Exercises:
1) Copy word for word the part of the passage on Huawei's founding that opens with the words "Ren sought to" and closes with "replace, foreign competitors.".
2) Pick up the passage on Huawei's founding at its last sentence and continue it.

Ren Zhengfei, a former deputy director of the People's Liberation Army engineering corps, founded Huawei in 1987 in Shenzhen. The company reports that it had RMB 21,000 (about $5,000 at the time) in registered capital from Ren Zhengfei and five other investors at the time of its founding where each contributed RMB 3,500. These five initial investors gradually withdrew their investments in Huawei. The Wall Street Journal has suggested, however, that Huawei received approximately "$46 billion in loans and other support, coupled with $25 billion in tax cuts" since the Chinese government had a vested interest in fostering a company to compete against Apple and Samsung.

Ren sought to reverse engineer and steal foreign technologies with local researchers. China borrowed liberally from Qualcomm and other industry leaders (PBX as an example) in order to enter the market.  At a time when all of China's telecommunications technology was imported from abroad, Ren hoped to build a domestic Chinese telecommunication company that could compete with, and ultimately replace, foreign competitors.

Supplied information:
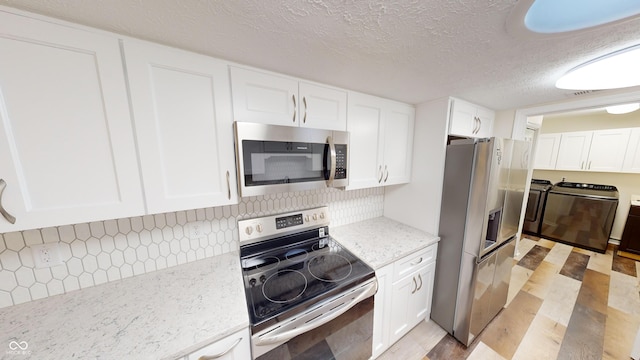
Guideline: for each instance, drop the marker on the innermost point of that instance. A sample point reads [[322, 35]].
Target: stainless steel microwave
[[273, 158]]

Outputs by task:
1)
Ren sought to reverse engineer and steal foreign technologies with local researchers. China borrowed liberally from Qualcomm and other industry leaders (PBX as an example) in order to enter the market.  At a time when all of China's telecommunications technology was imported from abroad, Ren hoped to build a domestic Chinese telecommunication company that could compete with, and ultimately replace, foreign competitors.

2)
During its first several years the company's business model consisted mainly of reselling private branch exchange (PBX) switches imported from Hong Kong. Meanwhile, it was reverse-engineering imported switches and investing heavily in research and development to manufacture its own technologies. By 1990 the company had approximately 600 R&D staff and began its own independent commercialization of PBX switches targeting hotels and small enterprises.

The company's first major breakthrough came in 1993 when it launched its C&C08 program controlled telephone switch. It was by far the most powerful switch available in China at the time. By initially deploying in small cities and rural areas and placing emphasis on service and customizability, the company gained market share and made its way into the mainstream market.

Huawei also won a key contract to build the first national telecommunications network for the People's Liberation Army, a deal one employee described as "small in terms of our overall business, but large in terms of our relationships". In 1994, founder Ren Zhengfei had a meeting with Party general secretary Jiang Zemin, telling him that "switching equipment technology was related to national security, and that a nation that did not have its own switching equipment was like one that lacked its own military." Jiang reportedly agreed with this assessment.

In the 1990s, Canadian telecom giant Nortel outsourced production of their entire product line to Huawei. They subsequently outsourced much of their product engineering to Huawei as well.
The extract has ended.